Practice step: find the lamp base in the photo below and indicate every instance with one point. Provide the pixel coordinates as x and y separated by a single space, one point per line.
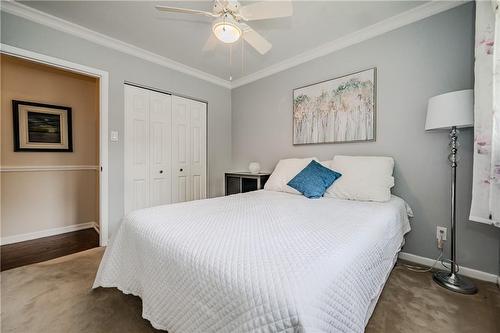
454 282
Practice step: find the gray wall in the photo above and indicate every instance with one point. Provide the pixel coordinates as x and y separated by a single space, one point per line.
121 67
415 62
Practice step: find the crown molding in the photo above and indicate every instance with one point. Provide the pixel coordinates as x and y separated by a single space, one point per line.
410 16
34 15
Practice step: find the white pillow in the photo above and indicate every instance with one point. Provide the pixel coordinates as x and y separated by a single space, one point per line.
284 171
364 178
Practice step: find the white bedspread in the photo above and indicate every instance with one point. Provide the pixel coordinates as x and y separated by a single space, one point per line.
257 262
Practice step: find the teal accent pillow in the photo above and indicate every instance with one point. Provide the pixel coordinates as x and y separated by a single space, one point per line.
314 180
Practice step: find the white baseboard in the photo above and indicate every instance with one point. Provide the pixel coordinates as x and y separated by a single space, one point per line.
47 233
470 272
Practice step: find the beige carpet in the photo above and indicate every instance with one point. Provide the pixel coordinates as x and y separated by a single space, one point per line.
55 296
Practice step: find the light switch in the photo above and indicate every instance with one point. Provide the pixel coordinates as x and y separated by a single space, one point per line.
114 136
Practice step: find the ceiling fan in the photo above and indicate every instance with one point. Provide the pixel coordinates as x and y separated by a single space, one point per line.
230 17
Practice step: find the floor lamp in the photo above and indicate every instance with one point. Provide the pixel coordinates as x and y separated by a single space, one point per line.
451 111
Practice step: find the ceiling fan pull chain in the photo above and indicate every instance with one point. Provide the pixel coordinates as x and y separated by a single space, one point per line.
242 57
230 61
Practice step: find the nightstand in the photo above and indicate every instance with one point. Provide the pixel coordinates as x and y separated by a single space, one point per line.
241 182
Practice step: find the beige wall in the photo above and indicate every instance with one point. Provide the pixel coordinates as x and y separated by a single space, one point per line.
39 200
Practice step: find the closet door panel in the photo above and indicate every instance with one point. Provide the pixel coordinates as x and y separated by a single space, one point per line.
160 148
136 149
198 150
180 149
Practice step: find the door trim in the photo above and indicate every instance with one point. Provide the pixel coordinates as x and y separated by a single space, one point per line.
103 77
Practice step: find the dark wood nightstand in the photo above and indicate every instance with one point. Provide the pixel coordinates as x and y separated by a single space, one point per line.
241 182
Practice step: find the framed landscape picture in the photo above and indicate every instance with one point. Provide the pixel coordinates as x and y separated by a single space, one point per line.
41 127
338 110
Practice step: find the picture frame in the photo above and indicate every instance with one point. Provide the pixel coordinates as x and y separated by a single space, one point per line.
41 127
338 110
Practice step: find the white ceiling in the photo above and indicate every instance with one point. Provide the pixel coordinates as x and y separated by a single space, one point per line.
181 37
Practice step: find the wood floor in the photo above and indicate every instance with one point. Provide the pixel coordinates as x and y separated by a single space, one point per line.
38 250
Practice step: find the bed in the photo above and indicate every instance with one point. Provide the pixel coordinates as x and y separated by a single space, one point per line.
261 261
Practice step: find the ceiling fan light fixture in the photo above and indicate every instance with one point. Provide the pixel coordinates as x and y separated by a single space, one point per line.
226 30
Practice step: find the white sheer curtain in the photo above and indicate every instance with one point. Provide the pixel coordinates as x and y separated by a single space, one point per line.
486 176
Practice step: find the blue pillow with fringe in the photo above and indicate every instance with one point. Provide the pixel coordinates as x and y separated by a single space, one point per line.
314 180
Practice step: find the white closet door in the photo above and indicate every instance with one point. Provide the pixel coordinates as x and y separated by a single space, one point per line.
136 148
180 149
198 151
160 133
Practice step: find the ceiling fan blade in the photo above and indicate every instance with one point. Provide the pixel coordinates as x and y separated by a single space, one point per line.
255 39
211 43
266 10
185 11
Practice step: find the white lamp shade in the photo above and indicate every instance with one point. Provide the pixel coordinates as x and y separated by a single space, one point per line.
451 109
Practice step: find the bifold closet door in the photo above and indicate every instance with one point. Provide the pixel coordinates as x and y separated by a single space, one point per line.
188 149
136 141
160 143
147 141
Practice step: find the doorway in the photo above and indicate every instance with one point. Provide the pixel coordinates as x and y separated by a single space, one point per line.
68 196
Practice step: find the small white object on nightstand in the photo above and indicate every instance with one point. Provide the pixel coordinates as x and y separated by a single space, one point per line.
254 167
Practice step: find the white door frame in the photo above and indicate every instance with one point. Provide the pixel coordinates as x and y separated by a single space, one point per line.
103 121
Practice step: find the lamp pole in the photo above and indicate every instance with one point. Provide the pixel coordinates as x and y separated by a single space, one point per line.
451 280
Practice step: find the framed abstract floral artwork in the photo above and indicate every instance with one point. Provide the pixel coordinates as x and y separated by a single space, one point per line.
335 111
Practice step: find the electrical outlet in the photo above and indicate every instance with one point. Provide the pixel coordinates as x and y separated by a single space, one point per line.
441 233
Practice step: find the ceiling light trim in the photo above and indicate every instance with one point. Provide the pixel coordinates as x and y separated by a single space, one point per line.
59 24
392 23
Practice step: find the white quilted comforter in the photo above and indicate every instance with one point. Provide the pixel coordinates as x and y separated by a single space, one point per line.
257 262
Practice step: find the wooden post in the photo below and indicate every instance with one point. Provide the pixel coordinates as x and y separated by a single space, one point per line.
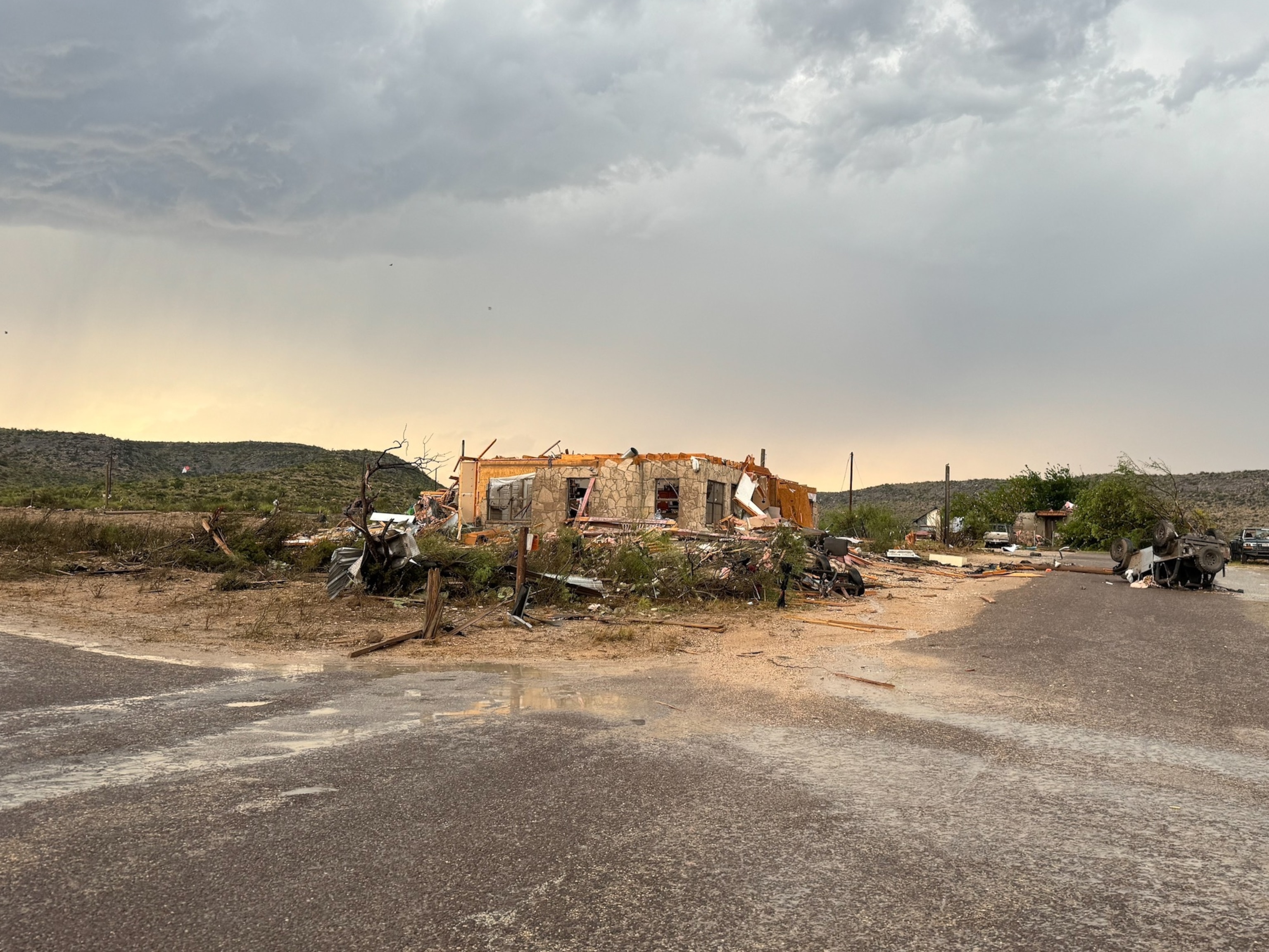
947 503
522 549
432 621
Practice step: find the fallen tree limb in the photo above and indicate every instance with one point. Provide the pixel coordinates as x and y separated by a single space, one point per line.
1086 569
835 674
858 626
719 629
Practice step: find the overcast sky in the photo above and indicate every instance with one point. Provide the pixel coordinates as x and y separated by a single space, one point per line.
988 233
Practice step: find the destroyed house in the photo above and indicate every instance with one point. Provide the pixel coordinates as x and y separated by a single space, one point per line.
694 491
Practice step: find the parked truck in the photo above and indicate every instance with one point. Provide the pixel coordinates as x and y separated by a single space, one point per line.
1250 544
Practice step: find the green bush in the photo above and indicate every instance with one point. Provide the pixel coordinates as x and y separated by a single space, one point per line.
1129 503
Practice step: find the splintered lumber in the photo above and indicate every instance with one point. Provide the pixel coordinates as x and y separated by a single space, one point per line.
432 621
838 624
217 539
386 643
863 681
662 621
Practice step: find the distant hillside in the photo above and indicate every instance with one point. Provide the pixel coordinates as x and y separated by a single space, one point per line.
908 499
68 470
1233 499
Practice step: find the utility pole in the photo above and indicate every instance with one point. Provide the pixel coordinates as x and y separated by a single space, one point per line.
947 503
109 477
851 498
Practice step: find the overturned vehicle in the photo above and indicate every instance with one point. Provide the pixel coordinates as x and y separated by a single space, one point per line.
1190 561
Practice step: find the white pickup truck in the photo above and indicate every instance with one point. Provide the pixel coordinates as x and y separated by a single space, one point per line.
998 537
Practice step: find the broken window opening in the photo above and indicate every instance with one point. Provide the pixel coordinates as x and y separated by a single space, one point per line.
668 499
716 502
511 499
577 493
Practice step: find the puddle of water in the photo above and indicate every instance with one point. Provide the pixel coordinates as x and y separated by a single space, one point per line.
513 696
371 711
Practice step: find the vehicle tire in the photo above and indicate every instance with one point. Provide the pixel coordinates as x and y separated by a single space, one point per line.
1164 535
1210 559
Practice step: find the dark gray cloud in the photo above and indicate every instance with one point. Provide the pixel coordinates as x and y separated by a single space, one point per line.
1210 71
281 115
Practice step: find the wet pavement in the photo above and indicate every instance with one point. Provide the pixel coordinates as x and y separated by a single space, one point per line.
1084 767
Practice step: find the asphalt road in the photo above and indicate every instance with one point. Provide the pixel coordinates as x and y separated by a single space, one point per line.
1087 767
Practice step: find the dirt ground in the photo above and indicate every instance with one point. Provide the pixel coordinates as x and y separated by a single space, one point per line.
184 613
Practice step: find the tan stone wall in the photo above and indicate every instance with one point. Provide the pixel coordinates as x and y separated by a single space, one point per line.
627 489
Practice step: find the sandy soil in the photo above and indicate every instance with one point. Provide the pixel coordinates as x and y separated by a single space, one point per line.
181 612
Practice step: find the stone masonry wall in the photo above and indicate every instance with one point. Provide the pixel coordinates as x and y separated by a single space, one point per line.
627 489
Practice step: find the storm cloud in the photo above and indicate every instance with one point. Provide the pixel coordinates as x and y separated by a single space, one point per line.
267 115
928 231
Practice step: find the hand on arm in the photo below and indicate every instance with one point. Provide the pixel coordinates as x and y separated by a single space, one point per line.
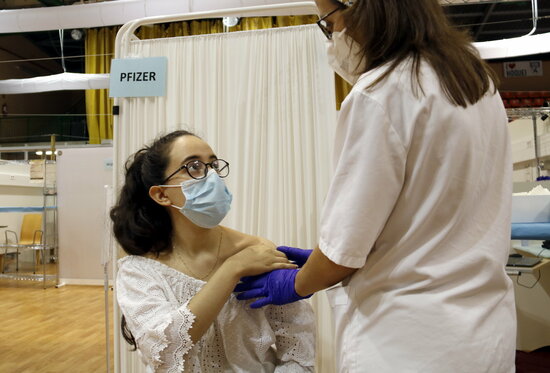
208 302
289 285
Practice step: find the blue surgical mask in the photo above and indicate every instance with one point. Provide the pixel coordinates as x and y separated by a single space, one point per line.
207 201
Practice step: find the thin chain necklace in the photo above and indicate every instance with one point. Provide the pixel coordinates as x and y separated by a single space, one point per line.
180 257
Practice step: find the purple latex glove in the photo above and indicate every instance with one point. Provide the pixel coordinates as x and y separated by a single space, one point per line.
298 256
275 287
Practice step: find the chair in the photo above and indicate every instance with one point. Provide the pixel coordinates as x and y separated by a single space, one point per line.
30 238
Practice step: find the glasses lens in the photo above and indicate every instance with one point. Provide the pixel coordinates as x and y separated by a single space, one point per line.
196 169
221 167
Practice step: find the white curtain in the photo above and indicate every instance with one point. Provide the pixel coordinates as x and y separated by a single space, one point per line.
264 100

*What needs to be done:*
Reproduce nothing but the lines from the line containing "Practice step: find the thin" to the last line of the data, each exactly as written.

*The result:*
Practice step: find the thin chain necklace in the photo above and indicate every instance with one point. Provide the pixel coordinates as x and y separated by a single space, one point per line.
180 257
Practice step: find the purple latex glove in the photo above and indicate every instance with one point. Provide the pixel coordinates as x and y separated by a single space, one point per line.
298 256
275 287
Practice step: find the chair in the photo above and indicate every instance with one point. Provide the pixel coordinates as x and y separated by a single space, one point per line.
30 238
Practice step: find the glasses lens in the photo above and indicate every instance with one point. Provide the pixel coordinates as x and y separated by a single space, one point per line.
196 169
221 167
Practice step: find the white curtain in the photo above and indicate every instance with one point. Provide the pixel coordinates as x and y separated by a single space, one point per line.
264 100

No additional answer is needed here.